Begin

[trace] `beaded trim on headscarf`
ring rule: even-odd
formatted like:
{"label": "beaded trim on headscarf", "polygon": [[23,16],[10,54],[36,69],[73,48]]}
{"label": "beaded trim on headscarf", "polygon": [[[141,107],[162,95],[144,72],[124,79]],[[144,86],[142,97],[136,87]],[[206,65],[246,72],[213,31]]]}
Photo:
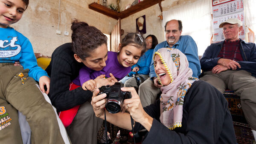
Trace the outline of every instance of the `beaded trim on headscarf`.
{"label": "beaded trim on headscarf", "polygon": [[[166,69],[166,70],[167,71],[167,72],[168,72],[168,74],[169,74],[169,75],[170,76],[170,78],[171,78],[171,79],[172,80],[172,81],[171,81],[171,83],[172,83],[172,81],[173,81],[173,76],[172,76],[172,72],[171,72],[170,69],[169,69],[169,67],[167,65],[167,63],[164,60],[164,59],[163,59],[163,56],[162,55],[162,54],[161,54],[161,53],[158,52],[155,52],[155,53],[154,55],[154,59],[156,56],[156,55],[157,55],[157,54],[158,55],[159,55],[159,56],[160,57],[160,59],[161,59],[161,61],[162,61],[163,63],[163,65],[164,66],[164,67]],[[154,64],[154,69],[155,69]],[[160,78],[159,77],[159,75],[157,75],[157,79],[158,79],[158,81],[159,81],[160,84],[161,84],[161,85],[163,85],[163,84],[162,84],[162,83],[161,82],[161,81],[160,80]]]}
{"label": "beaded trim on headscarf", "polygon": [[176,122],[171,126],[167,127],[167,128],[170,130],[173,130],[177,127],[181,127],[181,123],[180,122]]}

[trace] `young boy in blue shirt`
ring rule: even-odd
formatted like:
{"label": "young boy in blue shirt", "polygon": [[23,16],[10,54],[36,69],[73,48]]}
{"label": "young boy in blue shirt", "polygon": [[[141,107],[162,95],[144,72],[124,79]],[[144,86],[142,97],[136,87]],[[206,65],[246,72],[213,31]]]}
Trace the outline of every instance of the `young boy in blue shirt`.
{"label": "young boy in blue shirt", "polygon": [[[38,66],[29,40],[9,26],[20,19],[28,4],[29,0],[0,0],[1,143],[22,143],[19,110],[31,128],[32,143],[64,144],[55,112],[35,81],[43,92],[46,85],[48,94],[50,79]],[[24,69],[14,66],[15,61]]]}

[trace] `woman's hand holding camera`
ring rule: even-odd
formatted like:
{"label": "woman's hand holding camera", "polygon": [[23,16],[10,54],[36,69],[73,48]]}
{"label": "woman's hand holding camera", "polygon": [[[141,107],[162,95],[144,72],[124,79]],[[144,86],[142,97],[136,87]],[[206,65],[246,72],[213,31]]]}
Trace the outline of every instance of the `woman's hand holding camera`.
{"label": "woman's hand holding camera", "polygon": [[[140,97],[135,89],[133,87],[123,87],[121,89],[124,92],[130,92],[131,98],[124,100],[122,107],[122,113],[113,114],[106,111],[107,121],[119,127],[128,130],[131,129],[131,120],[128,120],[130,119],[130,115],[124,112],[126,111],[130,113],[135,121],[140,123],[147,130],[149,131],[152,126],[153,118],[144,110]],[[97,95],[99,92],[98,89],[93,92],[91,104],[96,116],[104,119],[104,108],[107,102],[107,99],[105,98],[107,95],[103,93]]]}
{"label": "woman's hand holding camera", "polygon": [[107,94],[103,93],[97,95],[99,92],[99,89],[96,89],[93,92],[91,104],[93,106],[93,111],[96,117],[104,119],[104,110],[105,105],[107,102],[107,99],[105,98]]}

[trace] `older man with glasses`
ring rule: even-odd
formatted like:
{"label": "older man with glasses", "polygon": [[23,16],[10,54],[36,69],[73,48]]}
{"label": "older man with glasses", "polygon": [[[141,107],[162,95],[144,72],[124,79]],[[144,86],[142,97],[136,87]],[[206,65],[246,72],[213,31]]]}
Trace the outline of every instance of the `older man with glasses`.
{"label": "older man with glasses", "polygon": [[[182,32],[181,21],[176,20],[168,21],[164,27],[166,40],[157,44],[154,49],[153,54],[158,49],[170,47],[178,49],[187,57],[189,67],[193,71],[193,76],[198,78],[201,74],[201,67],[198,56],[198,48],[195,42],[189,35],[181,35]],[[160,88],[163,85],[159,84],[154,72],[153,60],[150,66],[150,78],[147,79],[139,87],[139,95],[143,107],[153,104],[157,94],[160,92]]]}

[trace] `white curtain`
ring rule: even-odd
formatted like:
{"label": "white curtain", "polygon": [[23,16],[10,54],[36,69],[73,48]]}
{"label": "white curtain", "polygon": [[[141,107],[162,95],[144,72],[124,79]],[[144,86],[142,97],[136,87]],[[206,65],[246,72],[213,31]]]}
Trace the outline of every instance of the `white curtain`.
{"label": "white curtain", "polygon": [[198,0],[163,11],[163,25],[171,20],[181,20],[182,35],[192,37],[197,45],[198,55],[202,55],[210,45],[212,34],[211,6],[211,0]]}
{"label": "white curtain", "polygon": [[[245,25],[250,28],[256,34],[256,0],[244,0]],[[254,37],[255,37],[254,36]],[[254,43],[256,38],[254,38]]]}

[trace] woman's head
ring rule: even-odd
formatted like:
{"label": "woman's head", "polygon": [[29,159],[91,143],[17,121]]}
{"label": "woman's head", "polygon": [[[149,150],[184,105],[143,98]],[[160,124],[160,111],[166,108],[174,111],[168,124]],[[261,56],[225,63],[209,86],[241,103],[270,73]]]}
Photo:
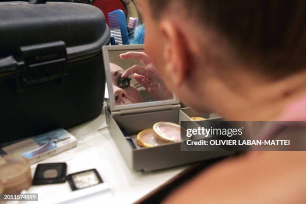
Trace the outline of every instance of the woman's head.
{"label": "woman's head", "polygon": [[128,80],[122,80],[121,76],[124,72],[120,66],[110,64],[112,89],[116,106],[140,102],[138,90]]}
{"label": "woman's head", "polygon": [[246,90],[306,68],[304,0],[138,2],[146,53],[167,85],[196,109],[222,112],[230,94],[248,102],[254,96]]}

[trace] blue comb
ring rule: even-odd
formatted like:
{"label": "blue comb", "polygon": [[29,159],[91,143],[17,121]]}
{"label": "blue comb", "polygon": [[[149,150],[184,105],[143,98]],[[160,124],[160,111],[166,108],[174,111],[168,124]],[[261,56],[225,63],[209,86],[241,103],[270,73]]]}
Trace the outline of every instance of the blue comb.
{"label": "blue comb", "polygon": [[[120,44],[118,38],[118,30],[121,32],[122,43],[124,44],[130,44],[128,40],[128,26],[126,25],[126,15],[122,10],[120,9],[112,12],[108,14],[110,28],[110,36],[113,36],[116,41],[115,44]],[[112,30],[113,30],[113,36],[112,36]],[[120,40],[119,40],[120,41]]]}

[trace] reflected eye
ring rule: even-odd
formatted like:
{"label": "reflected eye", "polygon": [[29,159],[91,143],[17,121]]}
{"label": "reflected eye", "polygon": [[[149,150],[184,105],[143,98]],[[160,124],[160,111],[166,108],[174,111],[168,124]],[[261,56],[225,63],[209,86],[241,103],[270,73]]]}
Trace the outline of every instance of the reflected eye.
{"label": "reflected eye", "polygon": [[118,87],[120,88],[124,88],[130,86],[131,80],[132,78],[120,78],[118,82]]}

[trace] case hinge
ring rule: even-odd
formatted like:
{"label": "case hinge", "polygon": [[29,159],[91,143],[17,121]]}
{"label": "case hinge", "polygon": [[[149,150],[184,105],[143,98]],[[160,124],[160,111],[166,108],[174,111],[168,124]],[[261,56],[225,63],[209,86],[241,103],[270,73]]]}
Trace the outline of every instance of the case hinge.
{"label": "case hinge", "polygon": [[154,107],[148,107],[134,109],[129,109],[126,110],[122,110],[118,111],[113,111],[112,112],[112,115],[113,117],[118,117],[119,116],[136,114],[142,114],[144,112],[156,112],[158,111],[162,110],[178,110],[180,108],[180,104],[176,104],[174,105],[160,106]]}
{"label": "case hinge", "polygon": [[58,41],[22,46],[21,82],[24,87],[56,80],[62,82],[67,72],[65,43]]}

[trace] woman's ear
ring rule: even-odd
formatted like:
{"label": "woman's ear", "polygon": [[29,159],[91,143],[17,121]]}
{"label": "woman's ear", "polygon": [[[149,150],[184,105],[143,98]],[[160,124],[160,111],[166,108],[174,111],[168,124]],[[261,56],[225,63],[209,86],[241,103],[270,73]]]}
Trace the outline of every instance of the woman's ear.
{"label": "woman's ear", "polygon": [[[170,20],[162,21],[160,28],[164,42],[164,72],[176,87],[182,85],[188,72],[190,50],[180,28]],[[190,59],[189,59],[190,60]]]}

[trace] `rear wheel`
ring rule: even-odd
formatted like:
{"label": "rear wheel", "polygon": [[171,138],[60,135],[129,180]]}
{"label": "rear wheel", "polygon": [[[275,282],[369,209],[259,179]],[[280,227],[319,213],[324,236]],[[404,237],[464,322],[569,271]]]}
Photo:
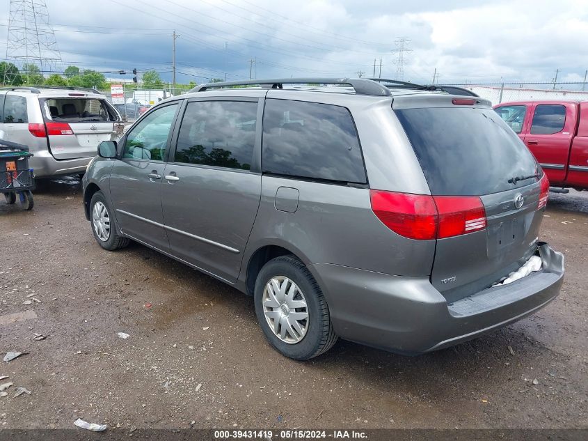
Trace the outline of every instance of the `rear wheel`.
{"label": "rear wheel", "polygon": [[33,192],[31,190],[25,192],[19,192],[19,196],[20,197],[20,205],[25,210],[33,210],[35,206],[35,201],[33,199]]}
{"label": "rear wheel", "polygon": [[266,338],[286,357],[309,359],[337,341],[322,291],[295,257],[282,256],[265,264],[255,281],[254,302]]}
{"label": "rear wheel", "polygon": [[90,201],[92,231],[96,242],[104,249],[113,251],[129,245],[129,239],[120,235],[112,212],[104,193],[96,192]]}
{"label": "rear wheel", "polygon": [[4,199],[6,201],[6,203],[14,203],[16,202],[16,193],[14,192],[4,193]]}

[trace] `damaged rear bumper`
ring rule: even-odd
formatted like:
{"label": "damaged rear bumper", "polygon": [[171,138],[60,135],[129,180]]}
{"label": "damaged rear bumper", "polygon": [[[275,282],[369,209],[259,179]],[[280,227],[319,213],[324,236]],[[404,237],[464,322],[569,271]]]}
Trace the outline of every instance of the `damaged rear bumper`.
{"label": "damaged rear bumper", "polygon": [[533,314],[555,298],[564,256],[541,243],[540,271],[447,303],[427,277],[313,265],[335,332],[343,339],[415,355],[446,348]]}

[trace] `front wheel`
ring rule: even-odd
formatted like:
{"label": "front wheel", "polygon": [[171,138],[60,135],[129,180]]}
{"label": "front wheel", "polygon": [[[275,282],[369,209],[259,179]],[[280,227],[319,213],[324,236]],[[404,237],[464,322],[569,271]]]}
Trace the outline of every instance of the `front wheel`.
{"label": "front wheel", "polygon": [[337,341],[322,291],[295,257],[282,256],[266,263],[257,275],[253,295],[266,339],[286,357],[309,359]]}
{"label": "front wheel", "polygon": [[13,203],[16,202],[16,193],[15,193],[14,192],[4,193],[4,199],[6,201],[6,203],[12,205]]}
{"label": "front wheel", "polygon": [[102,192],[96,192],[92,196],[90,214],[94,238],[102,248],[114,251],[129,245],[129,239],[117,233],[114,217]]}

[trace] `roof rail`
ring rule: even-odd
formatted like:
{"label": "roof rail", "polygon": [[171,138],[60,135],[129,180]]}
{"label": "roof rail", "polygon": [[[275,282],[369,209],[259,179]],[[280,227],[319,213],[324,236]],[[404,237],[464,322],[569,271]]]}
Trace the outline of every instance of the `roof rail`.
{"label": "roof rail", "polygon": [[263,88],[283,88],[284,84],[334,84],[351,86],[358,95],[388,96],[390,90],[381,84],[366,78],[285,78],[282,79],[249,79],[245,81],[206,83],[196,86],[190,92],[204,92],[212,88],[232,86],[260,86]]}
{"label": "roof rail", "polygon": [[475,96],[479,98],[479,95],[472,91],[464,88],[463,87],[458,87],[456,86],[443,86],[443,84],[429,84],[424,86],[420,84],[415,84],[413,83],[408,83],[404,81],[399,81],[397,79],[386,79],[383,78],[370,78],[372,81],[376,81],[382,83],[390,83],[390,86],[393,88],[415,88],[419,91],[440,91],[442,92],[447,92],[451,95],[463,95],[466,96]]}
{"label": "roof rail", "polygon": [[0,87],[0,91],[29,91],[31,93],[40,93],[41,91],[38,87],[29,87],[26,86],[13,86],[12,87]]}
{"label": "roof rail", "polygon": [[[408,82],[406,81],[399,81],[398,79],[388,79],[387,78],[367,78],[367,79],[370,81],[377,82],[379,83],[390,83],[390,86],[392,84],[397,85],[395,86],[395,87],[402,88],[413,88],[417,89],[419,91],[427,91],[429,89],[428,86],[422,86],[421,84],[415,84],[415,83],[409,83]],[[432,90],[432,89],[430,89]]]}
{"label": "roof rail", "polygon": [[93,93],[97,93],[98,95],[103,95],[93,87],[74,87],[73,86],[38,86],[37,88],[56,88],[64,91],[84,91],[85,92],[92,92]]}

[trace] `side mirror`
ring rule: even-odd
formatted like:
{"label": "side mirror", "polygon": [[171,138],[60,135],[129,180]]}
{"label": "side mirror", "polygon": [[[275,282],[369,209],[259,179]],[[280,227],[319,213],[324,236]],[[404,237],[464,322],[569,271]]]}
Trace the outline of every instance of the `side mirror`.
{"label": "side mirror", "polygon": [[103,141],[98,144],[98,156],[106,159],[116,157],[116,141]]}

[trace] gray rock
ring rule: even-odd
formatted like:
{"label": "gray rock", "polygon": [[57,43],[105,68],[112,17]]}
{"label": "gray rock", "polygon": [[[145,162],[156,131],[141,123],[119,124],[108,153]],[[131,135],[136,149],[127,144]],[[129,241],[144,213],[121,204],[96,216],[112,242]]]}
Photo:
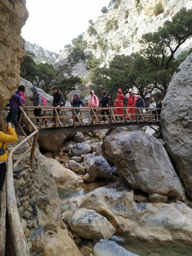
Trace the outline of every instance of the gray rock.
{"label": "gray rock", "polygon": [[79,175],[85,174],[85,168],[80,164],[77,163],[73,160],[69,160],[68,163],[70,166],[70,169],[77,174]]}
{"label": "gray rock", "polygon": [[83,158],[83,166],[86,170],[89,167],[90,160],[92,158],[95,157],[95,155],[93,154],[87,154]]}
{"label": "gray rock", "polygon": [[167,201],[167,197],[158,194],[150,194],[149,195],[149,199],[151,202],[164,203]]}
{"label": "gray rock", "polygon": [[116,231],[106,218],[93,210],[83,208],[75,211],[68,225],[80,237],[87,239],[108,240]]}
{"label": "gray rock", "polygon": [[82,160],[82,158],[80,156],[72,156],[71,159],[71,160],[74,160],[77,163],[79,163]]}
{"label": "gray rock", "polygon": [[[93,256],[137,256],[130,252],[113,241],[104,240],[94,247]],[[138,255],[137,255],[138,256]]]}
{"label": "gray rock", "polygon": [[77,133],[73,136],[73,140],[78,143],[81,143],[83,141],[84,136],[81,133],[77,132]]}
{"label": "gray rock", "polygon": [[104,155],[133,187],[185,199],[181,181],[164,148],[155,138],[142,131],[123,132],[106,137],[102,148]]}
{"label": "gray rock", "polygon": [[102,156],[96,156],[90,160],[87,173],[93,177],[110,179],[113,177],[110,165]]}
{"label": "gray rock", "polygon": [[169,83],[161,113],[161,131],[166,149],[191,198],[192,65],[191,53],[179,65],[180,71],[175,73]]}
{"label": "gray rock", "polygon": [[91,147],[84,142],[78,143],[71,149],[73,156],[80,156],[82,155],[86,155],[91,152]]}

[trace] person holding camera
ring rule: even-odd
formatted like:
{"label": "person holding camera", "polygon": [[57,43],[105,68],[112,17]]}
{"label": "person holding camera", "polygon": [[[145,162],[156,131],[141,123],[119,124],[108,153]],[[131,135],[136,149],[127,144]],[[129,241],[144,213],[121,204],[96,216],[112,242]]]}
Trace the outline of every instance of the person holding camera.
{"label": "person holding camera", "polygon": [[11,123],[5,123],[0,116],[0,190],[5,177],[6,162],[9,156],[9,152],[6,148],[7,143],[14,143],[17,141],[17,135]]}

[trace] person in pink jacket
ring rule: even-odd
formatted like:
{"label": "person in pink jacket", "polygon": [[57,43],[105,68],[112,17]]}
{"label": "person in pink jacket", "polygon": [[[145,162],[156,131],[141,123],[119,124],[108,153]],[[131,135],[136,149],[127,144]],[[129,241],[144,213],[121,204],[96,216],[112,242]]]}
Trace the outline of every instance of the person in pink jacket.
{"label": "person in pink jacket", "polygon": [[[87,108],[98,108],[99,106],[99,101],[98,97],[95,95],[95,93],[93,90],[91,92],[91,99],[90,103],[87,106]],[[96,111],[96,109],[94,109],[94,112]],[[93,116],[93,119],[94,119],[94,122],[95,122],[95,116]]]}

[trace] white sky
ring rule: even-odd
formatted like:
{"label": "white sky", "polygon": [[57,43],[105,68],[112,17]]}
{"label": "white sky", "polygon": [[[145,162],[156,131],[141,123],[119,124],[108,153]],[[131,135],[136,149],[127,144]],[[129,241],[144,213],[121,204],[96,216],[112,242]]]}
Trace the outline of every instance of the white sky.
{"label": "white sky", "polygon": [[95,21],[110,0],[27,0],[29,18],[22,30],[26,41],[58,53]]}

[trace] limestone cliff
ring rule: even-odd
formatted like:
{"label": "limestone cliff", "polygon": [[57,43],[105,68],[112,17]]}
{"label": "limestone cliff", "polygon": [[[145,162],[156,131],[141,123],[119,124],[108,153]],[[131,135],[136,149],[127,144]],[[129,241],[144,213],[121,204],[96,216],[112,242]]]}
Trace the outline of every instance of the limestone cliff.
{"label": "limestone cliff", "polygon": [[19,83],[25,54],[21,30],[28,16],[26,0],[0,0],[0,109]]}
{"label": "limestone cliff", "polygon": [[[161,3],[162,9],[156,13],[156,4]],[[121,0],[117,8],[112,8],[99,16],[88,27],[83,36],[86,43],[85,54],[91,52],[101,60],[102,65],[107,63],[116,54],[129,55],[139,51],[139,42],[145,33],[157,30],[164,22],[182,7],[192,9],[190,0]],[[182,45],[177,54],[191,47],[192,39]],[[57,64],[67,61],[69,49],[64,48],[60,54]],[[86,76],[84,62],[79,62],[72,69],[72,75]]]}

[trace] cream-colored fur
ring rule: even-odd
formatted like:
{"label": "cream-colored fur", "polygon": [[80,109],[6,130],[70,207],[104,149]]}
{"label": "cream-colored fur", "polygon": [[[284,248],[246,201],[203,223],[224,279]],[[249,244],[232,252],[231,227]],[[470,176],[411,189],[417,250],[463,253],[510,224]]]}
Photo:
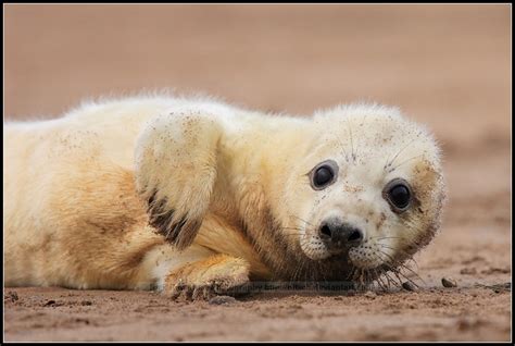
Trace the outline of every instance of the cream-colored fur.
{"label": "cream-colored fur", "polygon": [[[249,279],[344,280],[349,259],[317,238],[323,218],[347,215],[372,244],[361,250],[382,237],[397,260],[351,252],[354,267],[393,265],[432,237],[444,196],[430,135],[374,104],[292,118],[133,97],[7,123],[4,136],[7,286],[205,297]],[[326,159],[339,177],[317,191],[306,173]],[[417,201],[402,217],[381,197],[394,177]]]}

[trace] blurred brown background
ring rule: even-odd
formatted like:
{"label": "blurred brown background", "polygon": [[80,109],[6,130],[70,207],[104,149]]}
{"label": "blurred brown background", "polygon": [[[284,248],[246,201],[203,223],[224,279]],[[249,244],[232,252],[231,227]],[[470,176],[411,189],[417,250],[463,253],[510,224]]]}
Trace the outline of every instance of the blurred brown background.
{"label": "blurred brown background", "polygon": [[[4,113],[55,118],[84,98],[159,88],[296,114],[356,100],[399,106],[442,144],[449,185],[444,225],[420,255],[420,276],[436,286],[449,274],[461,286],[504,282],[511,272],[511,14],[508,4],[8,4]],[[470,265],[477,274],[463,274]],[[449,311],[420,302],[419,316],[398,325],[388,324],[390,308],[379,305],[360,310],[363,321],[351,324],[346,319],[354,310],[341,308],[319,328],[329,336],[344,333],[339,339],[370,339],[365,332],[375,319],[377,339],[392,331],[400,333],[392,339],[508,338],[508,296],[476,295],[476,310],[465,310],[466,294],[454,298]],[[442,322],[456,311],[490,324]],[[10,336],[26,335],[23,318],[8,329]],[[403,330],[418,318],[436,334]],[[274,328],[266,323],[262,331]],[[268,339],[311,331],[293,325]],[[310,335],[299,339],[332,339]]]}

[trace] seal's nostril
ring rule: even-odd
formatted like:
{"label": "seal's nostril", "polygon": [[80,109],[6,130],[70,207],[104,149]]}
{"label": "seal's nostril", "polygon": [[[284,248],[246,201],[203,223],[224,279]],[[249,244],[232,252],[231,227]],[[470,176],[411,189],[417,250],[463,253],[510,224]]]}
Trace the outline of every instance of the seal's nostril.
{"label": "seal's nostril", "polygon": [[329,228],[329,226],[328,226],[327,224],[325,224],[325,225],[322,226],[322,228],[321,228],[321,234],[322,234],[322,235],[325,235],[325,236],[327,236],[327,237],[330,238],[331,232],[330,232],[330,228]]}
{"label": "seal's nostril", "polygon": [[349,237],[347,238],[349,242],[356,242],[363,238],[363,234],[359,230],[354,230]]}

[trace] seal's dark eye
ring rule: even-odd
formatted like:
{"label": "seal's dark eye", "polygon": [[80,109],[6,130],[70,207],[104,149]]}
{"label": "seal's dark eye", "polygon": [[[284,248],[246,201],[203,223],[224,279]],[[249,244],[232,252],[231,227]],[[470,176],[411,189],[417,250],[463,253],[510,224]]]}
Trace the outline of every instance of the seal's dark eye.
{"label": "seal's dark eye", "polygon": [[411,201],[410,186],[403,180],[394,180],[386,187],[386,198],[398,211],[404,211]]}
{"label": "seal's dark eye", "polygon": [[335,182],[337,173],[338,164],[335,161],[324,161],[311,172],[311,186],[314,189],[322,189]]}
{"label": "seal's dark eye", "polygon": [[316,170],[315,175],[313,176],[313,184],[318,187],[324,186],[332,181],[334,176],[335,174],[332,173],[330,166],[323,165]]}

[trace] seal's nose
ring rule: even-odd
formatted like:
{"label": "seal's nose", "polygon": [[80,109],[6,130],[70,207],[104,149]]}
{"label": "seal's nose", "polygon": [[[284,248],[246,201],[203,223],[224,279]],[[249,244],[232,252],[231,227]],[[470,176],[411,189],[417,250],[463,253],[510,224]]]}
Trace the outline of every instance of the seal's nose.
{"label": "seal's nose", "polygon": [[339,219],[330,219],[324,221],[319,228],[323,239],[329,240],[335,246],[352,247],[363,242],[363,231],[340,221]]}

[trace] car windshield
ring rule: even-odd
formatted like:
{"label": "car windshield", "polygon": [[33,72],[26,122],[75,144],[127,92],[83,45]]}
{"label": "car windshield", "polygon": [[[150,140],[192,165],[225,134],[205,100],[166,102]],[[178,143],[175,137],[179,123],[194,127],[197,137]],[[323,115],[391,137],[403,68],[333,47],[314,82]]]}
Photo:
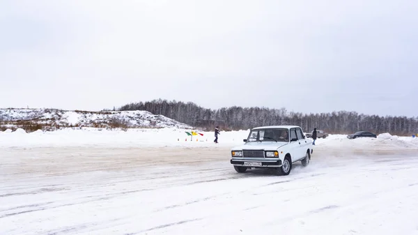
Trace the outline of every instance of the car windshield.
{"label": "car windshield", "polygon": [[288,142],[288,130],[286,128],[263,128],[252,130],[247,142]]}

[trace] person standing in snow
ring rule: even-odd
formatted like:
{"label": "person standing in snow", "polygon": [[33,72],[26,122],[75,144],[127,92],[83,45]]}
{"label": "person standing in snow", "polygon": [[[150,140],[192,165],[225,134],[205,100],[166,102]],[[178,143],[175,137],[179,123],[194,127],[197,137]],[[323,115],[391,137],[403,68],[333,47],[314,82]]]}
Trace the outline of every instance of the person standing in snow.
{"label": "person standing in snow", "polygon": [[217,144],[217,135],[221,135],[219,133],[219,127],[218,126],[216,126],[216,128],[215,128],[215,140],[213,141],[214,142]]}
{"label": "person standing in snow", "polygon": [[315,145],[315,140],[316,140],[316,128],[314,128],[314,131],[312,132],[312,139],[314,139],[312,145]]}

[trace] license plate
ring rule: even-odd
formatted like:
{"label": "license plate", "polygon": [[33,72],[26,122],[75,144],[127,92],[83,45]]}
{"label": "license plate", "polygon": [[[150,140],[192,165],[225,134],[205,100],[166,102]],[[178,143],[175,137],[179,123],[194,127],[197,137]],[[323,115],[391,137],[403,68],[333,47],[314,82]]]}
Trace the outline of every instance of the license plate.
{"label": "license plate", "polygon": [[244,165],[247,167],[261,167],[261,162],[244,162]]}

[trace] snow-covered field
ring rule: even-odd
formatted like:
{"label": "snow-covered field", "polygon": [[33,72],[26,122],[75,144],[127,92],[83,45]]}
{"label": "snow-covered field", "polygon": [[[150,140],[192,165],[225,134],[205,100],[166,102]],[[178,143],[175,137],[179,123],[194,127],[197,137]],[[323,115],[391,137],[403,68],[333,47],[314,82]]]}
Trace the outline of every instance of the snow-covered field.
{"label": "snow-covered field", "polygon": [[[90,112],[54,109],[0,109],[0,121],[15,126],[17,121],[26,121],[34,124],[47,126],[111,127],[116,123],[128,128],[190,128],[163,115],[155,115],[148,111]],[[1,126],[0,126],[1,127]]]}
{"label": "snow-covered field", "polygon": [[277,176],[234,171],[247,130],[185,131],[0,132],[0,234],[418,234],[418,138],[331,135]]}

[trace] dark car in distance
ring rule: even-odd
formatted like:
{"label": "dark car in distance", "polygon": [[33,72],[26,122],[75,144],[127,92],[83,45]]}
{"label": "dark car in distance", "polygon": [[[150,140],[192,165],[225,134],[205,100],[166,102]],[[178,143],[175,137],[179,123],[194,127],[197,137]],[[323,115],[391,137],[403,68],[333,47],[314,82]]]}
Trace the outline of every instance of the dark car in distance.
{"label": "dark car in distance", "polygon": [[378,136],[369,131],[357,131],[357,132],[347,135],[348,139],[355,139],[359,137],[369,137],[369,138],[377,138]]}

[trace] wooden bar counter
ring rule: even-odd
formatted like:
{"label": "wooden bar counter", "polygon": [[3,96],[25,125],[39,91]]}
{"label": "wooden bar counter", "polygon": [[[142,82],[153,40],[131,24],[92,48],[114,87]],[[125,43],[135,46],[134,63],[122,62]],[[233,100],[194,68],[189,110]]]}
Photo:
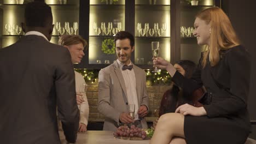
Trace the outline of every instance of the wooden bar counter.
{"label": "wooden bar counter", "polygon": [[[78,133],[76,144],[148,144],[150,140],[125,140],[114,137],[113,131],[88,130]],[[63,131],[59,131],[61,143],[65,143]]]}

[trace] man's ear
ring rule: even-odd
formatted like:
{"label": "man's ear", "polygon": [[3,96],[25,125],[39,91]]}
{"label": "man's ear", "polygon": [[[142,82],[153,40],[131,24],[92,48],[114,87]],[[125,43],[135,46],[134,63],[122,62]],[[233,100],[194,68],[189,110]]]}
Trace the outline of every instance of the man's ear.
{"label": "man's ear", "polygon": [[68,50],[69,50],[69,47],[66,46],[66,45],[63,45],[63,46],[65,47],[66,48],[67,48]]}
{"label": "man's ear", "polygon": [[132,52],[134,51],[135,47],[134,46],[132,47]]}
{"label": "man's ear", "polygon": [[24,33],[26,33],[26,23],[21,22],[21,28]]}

End

Work required » Convert the lines starting at the line containing "[trace] dark car in distance" and ending at the line containing "Trace the outline of every instance of the dark" into a JSON list of strings, one string per line, omitting blank lines.

Output below »
[
  "[trace] dark car in distance",
  "ring rule: even-odd",
  "formatted like:",
  "{\"label\": \"dark car in distance\", \"polygon\": [[33,72],[26,122],[75,144],[127,92],[83,45]]}",
  "{\"label\": \"dark car in distance\", \"polygon\": [[[150,140],[192,165],[225,134],[205,100],[166,102]],[[178,143],[175,137],[179,123],[194,127],[197,137]],[[323,115],[391,137],[403,68],[333,47],[314,82]]]}",
  "Trace the outline of every instance of the dark car in distance."
]